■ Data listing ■
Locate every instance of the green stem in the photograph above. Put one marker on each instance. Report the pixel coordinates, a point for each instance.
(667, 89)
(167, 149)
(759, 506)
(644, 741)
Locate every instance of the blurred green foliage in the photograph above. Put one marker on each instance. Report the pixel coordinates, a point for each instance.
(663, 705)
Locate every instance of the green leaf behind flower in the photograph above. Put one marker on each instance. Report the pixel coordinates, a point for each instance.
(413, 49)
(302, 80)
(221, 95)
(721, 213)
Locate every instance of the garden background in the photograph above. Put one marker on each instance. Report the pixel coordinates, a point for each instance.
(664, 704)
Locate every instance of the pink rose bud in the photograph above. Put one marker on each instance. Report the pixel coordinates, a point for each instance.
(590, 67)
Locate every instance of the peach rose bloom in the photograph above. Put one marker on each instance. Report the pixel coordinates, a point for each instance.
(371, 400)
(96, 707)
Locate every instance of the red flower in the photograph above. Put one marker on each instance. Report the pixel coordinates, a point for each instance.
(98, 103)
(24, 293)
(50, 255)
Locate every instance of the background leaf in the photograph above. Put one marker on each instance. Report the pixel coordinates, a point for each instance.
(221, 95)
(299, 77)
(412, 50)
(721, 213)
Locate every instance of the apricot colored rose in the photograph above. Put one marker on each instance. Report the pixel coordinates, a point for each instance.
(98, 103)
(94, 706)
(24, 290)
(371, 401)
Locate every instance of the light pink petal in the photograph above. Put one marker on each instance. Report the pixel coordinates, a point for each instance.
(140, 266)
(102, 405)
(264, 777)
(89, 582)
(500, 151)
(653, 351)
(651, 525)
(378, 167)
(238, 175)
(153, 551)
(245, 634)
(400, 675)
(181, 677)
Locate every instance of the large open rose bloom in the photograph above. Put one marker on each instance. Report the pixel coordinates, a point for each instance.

■ Given task ■
Please express the lines of the items above as a JSON list of strings, one string per line, leaving out blank lines.

■ Solution below ■
[
  "Locate every instance of the green stem in the photograph above. Put one marker on each instance. Report the pixel coordinates, a point for each instance.",
  "(667, 89)",
  "(167, 149)",
  "(759, 506)",
  "(644, 741)",
  "Locate every instance of the blurred green foliage in the photograph above. Put one marker on each instance. Report the pixel coordinates, a point for each instance.",
  "(663, 705)",
  "Locate every instance of the green leaf behind flower in the photograph above. Put one marker on each instance. Report the pixel coordinates, a point for each instance.",
  "(413, 49)",
  "(302, 80)",
  "(221, 95)",
  "(721, 213)",
  "Locate every instance of the garden background in the photograph above. Put one marker on each instance. Report the pixel coordinates, a point for each instance.",
  "(664, 704)",
  "Locate every instance of the pink rose bud in the photograph above. Put one marker on each instance. Report the pixel coordinates, a point for each instance.",
  "(590, 67)",
  "Locate every instance of the peach rose bloom in the photograph above. Put one marker on each instance. Report the pixel coordinates, a point for each instance.",
  "(371, 400)",
  "(96, 707)",
  "Locate every instance of the red flower in the photograph above. Put one marker on each instance. Report the pixel coordinates, a point for each instance.",
  "(98, 103)",
  "(24, 293)",
  "(50, 255)",
  "Locate every instance of the background leaf in the photograph above. Put one marker on each instance. Report the pixel coordinates, a point for each instance.",
  "(221, 95)",
  "(299, 77)",
  "(412, 50)",
  "(721, 213)",
  "Locate every instance of the apricot colored rose in the photograph above. Put one marker on each instance. Report the pixel coordinates, a point for each instance.",
  "(98, 103)",
  "(94, 706)",
  "(24, 290)",
  "(371, 401)",
  "Locate every instance of the light pink petal in the photograph above. Put one marker on each instance. Report the pixel coordinates, a point for each instance.",
  "(140, 266)",
  "(102, 405)",
  "(264, 777)",
  "(89, 582)",
  "(500, 151)",
  "(653, 351)",
  "(651, 525)",
  "(378, 167)",
  "(238, 175)",
  "(153, 551)",
  "(245, 634)",
  "(400, 675)",
  "(181, 677)",
  "Locate every instance of the large open rose bloom in the photograph above. Put one marker on each instance. Report the pixel coordinates, a point for each instance."
]